**Request**: Write out the material below exactly, beginning at the line that contains "Could you point out the cypress" and ending with its last line, both ends included; write nothing else.

** Begin **

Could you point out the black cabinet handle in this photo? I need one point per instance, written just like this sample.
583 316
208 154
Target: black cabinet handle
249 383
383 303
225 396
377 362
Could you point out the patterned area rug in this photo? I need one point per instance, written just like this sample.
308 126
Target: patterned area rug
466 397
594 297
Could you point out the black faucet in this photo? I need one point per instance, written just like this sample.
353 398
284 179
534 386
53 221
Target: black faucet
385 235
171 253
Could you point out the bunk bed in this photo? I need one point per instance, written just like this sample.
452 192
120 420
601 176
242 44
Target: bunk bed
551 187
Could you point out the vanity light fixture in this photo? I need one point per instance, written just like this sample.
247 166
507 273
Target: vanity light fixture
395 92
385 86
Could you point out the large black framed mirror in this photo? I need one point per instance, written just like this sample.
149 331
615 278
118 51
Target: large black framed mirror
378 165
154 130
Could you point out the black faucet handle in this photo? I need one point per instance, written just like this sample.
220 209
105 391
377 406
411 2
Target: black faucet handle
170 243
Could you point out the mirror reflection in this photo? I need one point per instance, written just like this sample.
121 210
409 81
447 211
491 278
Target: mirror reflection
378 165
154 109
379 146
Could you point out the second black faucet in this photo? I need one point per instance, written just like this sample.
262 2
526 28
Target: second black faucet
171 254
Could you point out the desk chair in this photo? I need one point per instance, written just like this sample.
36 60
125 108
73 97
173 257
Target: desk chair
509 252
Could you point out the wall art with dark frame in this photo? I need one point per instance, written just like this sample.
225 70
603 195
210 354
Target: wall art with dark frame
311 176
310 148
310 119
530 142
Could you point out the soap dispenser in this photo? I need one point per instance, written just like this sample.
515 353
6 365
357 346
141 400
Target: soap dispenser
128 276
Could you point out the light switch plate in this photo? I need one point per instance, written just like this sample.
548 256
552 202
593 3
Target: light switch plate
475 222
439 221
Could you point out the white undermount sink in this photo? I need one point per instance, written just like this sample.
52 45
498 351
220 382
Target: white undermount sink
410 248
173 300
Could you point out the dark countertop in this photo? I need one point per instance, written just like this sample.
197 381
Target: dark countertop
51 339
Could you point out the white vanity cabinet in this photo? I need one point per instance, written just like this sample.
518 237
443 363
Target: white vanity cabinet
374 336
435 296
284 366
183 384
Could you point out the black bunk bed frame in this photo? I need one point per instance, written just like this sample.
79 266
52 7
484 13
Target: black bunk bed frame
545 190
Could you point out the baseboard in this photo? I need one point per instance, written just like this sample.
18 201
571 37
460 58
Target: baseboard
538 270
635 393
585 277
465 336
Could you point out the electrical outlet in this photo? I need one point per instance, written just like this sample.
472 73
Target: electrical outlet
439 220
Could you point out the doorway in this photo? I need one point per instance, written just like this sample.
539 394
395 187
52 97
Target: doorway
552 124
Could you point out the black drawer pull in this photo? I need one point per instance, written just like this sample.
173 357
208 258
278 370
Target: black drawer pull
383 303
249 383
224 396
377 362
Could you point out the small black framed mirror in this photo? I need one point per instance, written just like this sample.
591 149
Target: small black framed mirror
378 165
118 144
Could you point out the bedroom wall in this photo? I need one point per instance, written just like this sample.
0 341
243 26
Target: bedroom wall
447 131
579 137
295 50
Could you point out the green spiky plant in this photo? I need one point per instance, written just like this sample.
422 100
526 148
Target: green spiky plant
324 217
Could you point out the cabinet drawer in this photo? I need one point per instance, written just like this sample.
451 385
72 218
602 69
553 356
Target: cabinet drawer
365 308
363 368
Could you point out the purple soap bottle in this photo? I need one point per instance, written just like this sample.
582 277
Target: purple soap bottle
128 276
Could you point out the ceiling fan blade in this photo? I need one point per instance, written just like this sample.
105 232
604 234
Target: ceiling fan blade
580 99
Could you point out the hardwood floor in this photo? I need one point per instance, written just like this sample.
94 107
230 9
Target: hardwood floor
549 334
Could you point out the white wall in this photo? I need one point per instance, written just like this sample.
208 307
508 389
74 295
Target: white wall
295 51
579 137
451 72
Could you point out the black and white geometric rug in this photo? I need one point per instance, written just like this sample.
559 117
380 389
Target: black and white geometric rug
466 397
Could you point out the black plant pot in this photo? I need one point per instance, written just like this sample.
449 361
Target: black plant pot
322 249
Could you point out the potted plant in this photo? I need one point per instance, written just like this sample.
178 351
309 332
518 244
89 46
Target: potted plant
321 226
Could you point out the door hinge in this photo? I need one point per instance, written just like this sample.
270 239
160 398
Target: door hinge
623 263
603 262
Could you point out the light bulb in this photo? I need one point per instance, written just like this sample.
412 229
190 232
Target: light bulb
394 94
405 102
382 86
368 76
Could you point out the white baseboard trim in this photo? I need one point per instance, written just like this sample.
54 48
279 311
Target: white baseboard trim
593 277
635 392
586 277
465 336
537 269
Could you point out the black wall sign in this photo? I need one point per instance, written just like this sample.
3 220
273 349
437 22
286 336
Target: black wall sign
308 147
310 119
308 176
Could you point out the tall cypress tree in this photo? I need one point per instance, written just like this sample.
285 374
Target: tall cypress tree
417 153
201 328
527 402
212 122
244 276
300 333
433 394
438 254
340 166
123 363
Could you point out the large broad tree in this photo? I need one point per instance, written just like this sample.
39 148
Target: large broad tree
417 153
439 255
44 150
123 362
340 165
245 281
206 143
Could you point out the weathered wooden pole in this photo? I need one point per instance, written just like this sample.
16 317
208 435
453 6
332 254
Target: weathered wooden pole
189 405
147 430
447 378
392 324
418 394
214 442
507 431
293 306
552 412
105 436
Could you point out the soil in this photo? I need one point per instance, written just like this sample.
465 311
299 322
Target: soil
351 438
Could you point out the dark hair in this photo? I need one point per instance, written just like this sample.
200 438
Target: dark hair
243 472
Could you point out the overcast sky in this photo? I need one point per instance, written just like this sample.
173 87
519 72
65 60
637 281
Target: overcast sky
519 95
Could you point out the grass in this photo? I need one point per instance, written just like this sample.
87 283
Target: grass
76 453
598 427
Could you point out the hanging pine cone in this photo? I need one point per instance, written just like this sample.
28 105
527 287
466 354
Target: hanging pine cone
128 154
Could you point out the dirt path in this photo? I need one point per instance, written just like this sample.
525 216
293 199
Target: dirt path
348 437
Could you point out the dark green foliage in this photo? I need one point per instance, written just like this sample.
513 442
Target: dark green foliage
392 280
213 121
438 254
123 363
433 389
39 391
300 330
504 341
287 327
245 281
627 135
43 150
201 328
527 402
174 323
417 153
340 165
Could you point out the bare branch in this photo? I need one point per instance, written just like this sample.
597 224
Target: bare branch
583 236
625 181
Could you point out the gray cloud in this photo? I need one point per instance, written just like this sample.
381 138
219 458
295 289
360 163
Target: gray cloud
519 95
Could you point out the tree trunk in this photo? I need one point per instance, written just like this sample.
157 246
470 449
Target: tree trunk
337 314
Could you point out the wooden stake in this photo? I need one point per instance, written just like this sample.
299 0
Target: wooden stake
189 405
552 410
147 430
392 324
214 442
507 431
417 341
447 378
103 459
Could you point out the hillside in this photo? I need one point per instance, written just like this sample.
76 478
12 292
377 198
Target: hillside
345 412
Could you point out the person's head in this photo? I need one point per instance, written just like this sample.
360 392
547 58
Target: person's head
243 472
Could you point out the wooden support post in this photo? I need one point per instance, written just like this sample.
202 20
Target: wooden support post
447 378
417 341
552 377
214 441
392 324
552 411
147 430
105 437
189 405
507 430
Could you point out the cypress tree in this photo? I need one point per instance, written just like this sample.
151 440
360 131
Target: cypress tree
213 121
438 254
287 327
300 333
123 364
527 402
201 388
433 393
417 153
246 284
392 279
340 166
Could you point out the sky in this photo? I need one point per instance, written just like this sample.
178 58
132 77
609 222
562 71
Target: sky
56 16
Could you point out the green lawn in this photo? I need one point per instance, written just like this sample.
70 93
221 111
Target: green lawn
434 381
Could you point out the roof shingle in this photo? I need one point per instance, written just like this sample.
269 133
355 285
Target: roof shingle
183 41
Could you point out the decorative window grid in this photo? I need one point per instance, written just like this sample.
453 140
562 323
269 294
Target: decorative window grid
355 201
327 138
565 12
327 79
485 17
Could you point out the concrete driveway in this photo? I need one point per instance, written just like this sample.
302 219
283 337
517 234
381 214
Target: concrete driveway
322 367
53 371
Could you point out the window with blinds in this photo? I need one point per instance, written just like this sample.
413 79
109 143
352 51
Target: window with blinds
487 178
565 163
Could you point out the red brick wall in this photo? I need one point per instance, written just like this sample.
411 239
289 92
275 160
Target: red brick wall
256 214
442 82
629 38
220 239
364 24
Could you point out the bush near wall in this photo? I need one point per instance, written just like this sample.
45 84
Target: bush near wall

** End **

**Response to this exercise**:
Could you point out the cypress tree in this photo? I need one point per instance, written just like this sample.
151 440
360 131
Target: cypress tree
213 121
438 254
287 327
300 333
123 364
527 402
201 388
433 393
417 153
246 284
392 279
340 166
Could you point out the sky in this photo? I need one point per instance, written just like this sample.
178 58
132 77
609 222
562 71
Target: sky
56 16
Could you point out the green lawn in this photo? I need one point per instance, written just like this sample.
70 93
221 111
Target: green lawn
434 381
Could you point out the roof shingle in this photo? I need one point per instance, written just like this sample.
269 133
355 285
Target: roof shingle
183 41
Could you point out the decorative window grid in this photo? I need one point per instance, written just like this sample.
453 140
562 323
269 294
Target: decorative window grid
355 201
327 138
565 12
327 79
485 17
Could you point out the concrete driveway in this photo? I need one point per instance, written just like this sample.
302 219
283 337
517 234
381 214
Target: concrete driveway
322 367
53 371
Could you point out the window with blinds in this photo? I need one point per instance, written just like this sample.
413 79
109 143
352 51
Target: window with blinds
487 178
565 163
Could you point out the red brick wall in this photo? I need one point per instance, written just like this sample.
411 239
289 92
275 160
Target: red brick wall
256 214
442 82
629 38
220 239
364 24
Could you point out the bush near wall in this photo? I need one point per instance, written just like this sample.
45 84
Target: bush near wall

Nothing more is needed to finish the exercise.